Task 1: In the cash flow passage, how much in loan payments from a related party was received during the nine months ended September 30, 2018?
Task 2: Write the next part of the cash flow passage, picking up right after its final sentence.

Passage shown:
For the nine months ended September 30, 2018, our net cash used in operating activities of approximately $12.8 million primarily consisted of a net loss of $20.0 million, offset by adjustments for share-based compensation of approximately $3.9 million, non-cash interest expense of approximately $5.3 million and decreases in accounts payable and accrued expenses of approximately $2.0 million.
Investing Activities
Net cash used in investing activities for the nine months ended September 30, 2019 represents purchases of property and equipment. Net cash provided by investing activities for the nine months ended September 30, 2018 primarily represented loan payments received from a related party of $75,000 offset by the purchase of office furniture and computer equipment of approximately $14,000.
Financing Activities
For the nine months ended September 30, 2019, net cash provided by financing activities of approximately $17.9 million primarily consisted of the proceeds of $20.7 million received from the sale of our common stock and warrants, including proceeds of $0.5 million from the purchase of additional warrants, and $5.0 million from the issuance of the Unsecured Convertible Note. These increases were offset by approximately $6.7 million in debt repayments, $1.0 million in stock issuance costs and $0.1 million in debt issuance costs.

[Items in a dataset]
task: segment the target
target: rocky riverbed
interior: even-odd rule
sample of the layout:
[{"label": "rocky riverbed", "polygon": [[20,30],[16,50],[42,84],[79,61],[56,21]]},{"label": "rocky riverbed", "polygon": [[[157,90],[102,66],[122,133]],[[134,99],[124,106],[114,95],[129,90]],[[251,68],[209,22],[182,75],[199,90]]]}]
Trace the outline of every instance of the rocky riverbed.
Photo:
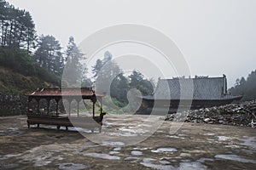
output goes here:
[{"label": "rocky riverbed", "polygon": [[[107,115],[102,133],[140,138],[147,116]],[[152,116],[152,126],[160,117]],[[256,131],[247,127],[163,122],[140,143],[102,138],[81,129],[27,128],[24,116],[0,117],[0,169],[254,169]],[[140,123],[141,125],[143,123]],[[144,124],[145,125],[145,124]],[[170,127],[178,127],[170,133]],[[145,126],[146,127],[146,126]],[[84,131],[85,132],[85,131]]]},{"label": "rocky riverbed", "polygon": [[183,121],[187,122],[252,127],[253,122],[256,128],[256,101],[191,110],[177,115],[169,115],[166,117],[166,120],[174,121],[179,115],[185,116],[186,118]]}]

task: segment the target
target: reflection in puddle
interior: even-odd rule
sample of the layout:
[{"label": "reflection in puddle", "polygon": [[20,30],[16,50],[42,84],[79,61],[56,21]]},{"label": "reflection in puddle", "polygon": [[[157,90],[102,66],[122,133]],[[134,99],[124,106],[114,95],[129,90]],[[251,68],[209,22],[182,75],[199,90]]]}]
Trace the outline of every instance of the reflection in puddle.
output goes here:
[{"label": "reflection in puddle", "polygon": [[108,160],[119,160],[119,156],[110,156],[108,154],[99,154],[99,153],[83,153],[83,156],[90,156],[90,157],[96,157],[101,159],[108,159]]},{"label": "reflection in puddle", "polygon": [[218,139],[219,140],[219,141],[225,141],[225,140],[228,140],[228,139],[230,139],[230,138],[229,138],[229,137],[226,137],[226,136],[218,136]]},{"label": "reflection in puddle", "polygon": [[59,169],[61,170],[80,170],[88,167],[88,166],[79,163],[61,163],[59,166]]},{"label": "reflection in puddle", "polygon": [[174,152],[177,151],[175,148],[158,148],[157,150],[152,150],[152,152],[159,153],[159,152]]},{"label": "reflection in puddle", "polygon": [[137,161],[137,160],[139,160],[139,158],[138,157],[125,157],[124,160],[125,161]]},{"label": "reflection in puddle", "polygon": [[113,142],[113,141],[103,141],[102,145],[123,146],[123,145],[125,145],[125,143],[123,143],[123,142]]},{"label": "reflection in puddle", "polygon": [[243,141],[242,145],[249,146],[250,148],[256,150],[256,139],[255,138],[248,138],[245,139],[240,139]]},{"label": "reflection in puddle", "polygon": [[214,157],[217,159],[225,159],[225,160],[240,162],[243,163],[256,163],[256,161],[254,160],[242,158],[236,155],[216,155]]},{"label": "reflection in puddle", "polygon": [[143,152],[137,151],[137,150],[133,150],[133,151],[131,152],[131,154],[132,156],[142,156],[142,155],[143,155]]},{"label": "reflection in puddle", "polygon": [[178,169],[195,169],[195,170],[201,170],[201,169],[207,169],[207,167],[202,165],[201,162],[181,162],[179,164]]},{"label": "reflection in puddle", "polygon": [[110,151],[108,154],[109,155],[114,155],[114,154],[119,154],[120,153],[119,151]]}]

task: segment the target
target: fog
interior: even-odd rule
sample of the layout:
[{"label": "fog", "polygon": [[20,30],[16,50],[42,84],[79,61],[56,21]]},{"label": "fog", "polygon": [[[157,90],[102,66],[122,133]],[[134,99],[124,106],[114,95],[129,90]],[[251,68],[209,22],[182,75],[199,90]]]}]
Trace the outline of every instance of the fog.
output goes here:
[{"label": "fog", "polygon": [[8,2],[29,11],[38,34],[53,35],[62,48],[70,36],[79,44],[97,30],[134,23],[153,27],[172,39],[191,76],[225,74],[231,87],[237,77],[256,69],[254,0]]}]

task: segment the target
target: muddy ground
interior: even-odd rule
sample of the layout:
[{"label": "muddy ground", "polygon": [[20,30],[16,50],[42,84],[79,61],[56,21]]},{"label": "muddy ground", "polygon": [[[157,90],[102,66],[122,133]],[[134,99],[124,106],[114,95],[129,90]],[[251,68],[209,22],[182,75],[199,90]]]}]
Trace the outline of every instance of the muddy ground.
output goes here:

Reply 1: $75,000

Reply 2:
For the nine months ended September 30, 2018, net cash provided by financing activities of approximately $20.5 million primarily consisted of the proceeds of (i) $18.1 million received from the sale of our common stock and warrants in the Equity Issuance, (ii) $3.3 million from the issuance of a note payable and (iii) $0.9 million from the exercise of warrants. These increases were offset by approximately $1.7 million in stock issuance costs and $0.3 million in debt repayments.
Capital Requirements
We have not generated any revenue from product sales or any other activities. We do not expect to generate significant revenue unless and until we obtain regulatory approval of and commercialize, or out-license, one or more of our product candidates and do not know when, or if, these will occur. In addition, we expect our expenses to increase in connection with our ongoing development activities, particularly as we continue the research, development and clinical trials of, and seek regulatory approval for, our product candidates. In addition, subject to obtaining regulatory approval of our product candidates, we expect to incur significant commercialization expenses for product sales, marketing, manufacturing and distribution. We anticipate that we will need substantial additional funding in connection with our continuing operations, including increased costs associated with being a public company.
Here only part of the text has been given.